Natural language region descriptions:

-- Opening Marker --

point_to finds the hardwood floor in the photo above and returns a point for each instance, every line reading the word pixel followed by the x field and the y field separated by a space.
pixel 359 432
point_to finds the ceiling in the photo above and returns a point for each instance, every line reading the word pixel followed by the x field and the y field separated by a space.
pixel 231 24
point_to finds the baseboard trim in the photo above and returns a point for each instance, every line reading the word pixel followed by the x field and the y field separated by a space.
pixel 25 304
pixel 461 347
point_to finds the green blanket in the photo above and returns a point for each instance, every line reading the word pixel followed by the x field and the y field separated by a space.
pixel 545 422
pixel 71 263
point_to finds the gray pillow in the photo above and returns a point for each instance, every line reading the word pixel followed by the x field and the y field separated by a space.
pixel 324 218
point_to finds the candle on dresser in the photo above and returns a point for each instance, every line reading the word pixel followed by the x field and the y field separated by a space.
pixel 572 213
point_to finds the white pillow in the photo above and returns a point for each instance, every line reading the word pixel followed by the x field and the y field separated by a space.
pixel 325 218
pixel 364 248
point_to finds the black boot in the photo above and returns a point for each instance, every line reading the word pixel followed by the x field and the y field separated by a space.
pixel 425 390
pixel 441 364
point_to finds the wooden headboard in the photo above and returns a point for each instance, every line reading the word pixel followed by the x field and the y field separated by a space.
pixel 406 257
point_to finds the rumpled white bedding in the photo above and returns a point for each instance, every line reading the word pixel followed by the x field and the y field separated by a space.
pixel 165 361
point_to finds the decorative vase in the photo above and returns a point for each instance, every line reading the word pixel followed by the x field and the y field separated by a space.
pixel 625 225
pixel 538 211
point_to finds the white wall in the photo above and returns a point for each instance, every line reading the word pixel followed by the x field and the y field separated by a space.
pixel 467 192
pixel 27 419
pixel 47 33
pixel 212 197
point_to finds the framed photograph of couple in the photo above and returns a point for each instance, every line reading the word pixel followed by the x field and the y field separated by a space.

-- Closing Marker --

Each line from the one with "point_to finds the decorative" through the end of the records above should be written out exactly. No other line should appear.

point_to finds the decorative vase in the photo above and returns a point for each instance, every line reading the word pixel followed by the x field and the y field separated by a space.
pixel 625 225
pixel 538 211
point_to finds the white wall in the photo above and returns a point for each instance, every line reading the word pixel followed by the x field and the y field separated by a space.
pixel 467 192
pixel 27 419
pixel 47 33
pixel 212 197
point_to finds the framed photograph of couple in the photo above and returns a point for each instance, every line reading the word pixel followed by the x field and the y field separated by a space.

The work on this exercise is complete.